┌──

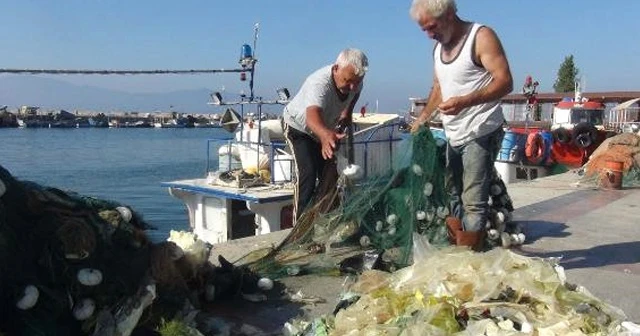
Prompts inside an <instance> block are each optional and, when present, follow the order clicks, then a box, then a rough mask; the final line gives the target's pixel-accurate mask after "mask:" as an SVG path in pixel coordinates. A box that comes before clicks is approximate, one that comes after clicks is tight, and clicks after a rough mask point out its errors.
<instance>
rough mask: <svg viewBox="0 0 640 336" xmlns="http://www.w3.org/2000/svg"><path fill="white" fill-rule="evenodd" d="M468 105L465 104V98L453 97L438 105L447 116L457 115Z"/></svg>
mask: <svg viewBox="0 0 640 336" xmlns="http://www.w3.org/2000/svg"><path fill="white" fill-rule="evenodd" d="M466 107H467V104H466V102H465V99H464V97H460V96H458V97H451V98H449V99H447V101H444V102H442V103H440V105H438V109H439V110H440V112H441V113H442V114H446V115H457V114H458V113H460V111H462V109H464V108H466Z"/></svg>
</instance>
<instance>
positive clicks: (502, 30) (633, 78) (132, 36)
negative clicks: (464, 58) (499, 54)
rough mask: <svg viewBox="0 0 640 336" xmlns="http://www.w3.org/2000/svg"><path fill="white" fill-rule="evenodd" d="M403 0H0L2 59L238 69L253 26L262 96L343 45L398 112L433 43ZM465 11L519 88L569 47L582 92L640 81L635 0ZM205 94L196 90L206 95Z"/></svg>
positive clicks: (186, 88) (230, 79)
mask: <svg viewBox="0 0 640 336" xmlns="http://www.w3.org/2000/svg"><path fill="white" fill-rule="evenodd" d="M409 6H410V1H398V0H369V1H364V0H244V1H239V0H234V1H217V0H208V1H205V0H202V1H196V0H180V1H165V0H155V1H148V0H59V1H51V0H14V1H8V0H0V13H3V15H2V29H0V41H2V49H3V52H2V61H1V62H0V67H2V68H53V69H58V68H71V69H79V68H87V69H217V68H233V67H235V66H237V58H238V56H239V52H240V46H241V45H242V44H243V43H247V42H249V43H250V42H251V41H252V37H253V25H254V23H256V22H259V23H260V36H259V41H258V47H257V57H258V59H259V63H258V70H257V71H258V75H257V76H258V78H257V84H256V89H257V93H258V94H260V95H263V96H270V95H271V94H272V92H274V90H275V88H277V87H281V86H284V87H289V88H290V89H291V90H292V91H294V92H295V91H296V90H297V88H298V87H299V86H300V84H301V83H302V81H303V80H304V78H305V77H306V76H307V75H308V74H309V73H310V72H312V71H313V70H315V69H316V68H319V67H321V66H323V65H326V64H330V63H331V62H332V61H333V60H334V59H335V57H336V55H337V53H338V52H339V51H340V50H341V49H343V48H345V47H357V48H360V49H362V50H364V51H365V52H366V53H367V54H368V56H369V59H370V70H369V73H368V74H367V77H366V79H365V91H364V93H363V97H362V98H361V103H363V104H364V103H365V102H369V103H370V106H373V105H374V104H375V101H376V99H377V100H378V101H379V108H380V111H381V112H396V111H398V110H400V109H405V108H406V107H407V105H408V97H415V96H424V95H425V94H426V92H428V90H429V87H430V85H431V83H430V82H431V78H432V63H431V62H432V57H431V55H430V52H431V50H432V47H433V42H432V41H431V40H429V39H428V38H427V37H426V35H425V34H424V33H423V32H421V31H420V29H419V28H418V26H417V25H416V24H415V23H414V22H413V21H412V20H411V19H410V18H409V15H408V9H409ZM458 9H459V15H460V16H461V17H462V18H463V19H468V20H473V21H477V22H482V23H484V24H487V25H489V26H491V27H493V28H494V29H495V30H496V31H497V33H498V35H499V37H500V38H501V40H502V42H503V45H504V47H505V49H506V51H507V56H508V58H509V61H510V64H511V68H512V72H513V75H514V79H515V86H516V89H517V90H519V88H520V86H521V83H522V81H523V80H524V77H525V76H526V75H527V74H531V75H533V77H534V78H535V79H537V80H538V81H539V82H540V83H541V89H542V91H551V90H552V85H553V81H554V80H555V77H556V73H557V70H558V67H559V65H560V63H561V62H562V60H563V59H564V57H565V56H567V55H569V54H573V55H574V57H575V61H576V64H577V66H578V67H579V69H580V73H581V75H582V76H583V78H584V79H585V82H586V88H587V91H600V90H638V89H640V87H639V85H638V83H639V81H638V77H639V75H640V62H639V61H638V60H639V59H640V43H638V34H640V14H638V13H640V1H634V0H609V1H595V0H562V1H554V0H540V1H521V0H516V1H507V0H481V1H479V0H459V1H458ZM56 79H61V80H65V81H69V82H72V83H76V84H82V85H92V86H99V87H106V88H110V89H117V90H121V91H128V92H167V91H175V90H182V89H195V88H209V89H220V88H222V87H224V88H225V90H226V92H228V93H229V94H231V93H237V92H239V91H240V90H241V89H242V88H244V85H243V84H242V83H241V82H240V81H239V80H238V74H225V75H190V76H166V75H165V76H157V75H156V76H135V77H134V76H111V77H104V76H64V77H60V76H58V77H56ZM206 98H207V97H203V101H204V100H206Z"/></svg>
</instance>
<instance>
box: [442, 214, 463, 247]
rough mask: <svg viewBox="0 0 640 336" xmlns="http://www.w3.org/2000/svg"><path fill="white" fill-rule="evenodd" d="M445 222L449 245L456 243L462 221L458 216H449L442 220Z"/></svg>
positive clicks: (460, 229)
mask: <svg viewBox="0 0 640 336" xmlns="http://www.w3.org/2000/svg"><path fill="white" fill-rule="evenodd" d="M444 222H445V224H447V236H448V237H449V243H450V244H451V245H456V244H457V238H456V237H457V235H458V232H460V231H462V221H461V220H460V218H458V217H454V216H449V217H447V218H445V220H444Z"/></svg>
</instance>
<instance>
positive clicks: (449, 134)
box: [433, 23, 504, 146]
mask: <svg viewBox="0 0 640 336" xmlns="http://www.w3.org/2000/svg"><path fill="white" fill-rule="evenodd" d="M480 27H482V25H481V24H478V23H474V24H473V26H472V27H471V30H470V31H469V33H468V34H467V36H466V37H465V41H464V44H463V46H462V48H461V49H460V52H459V53H458V55H457V56H456V57H455V58H454V59H453V60H452V61H451V62H449V63H444V62H443V61H442V58H441V47H442V45H441V44H440V43H438V44H437V45H436V47H435V48H434V51H433V53H434V55H433V57H434V61H435V62H434V63H435V72H436V76H437V78H438V82H439V83H440V89H441V91H442V101H446V100H447V99H449V98H451V97H455V96H463V95H466V94H469V93H471V92H473V91H476V90H479V89H481V88H483V87H485V86H487V85H489V82H490V81H491V79H492V77H491V74H490V73H489V72H488V71H487V70H486V69H485V68H483V67H481V66H478V65H476V64H475V62H474V61H473V59H474V52H475V47H474V45H475V40H476V34H477V32H478V29H480ZM441 117H442V124H443V126H444V130H445V133H446V135H447V138H448V139H449V142H450V144H451V145H452V146H460V145H464V144H466V143H468V142H469V141H472V140H474V139H477V138H480V137H482V136H484V135H487V134H489V133H491V132H493V131H495V130H496V129H498V128H499V127H501V126H502V124H503V123H504V116H503V114H502V108H501V107H500V101H493V102H489V103H484V104H480V105H475V106H471V107H468V108H465V109H463V110H462V111H460V113H458V114H457V115H455V116H450V115H441Z"/></svg>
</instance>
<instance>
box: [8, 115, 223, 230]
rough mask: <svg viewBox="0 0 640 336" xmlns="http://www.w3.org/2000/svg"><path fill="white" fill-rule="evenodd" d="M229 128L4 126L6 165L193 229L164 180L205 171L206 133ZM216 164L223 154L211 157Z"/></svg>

└──

→ Exercise
Report how many lines in the rows contain the string "positive". Give only the number.

→ Your response
4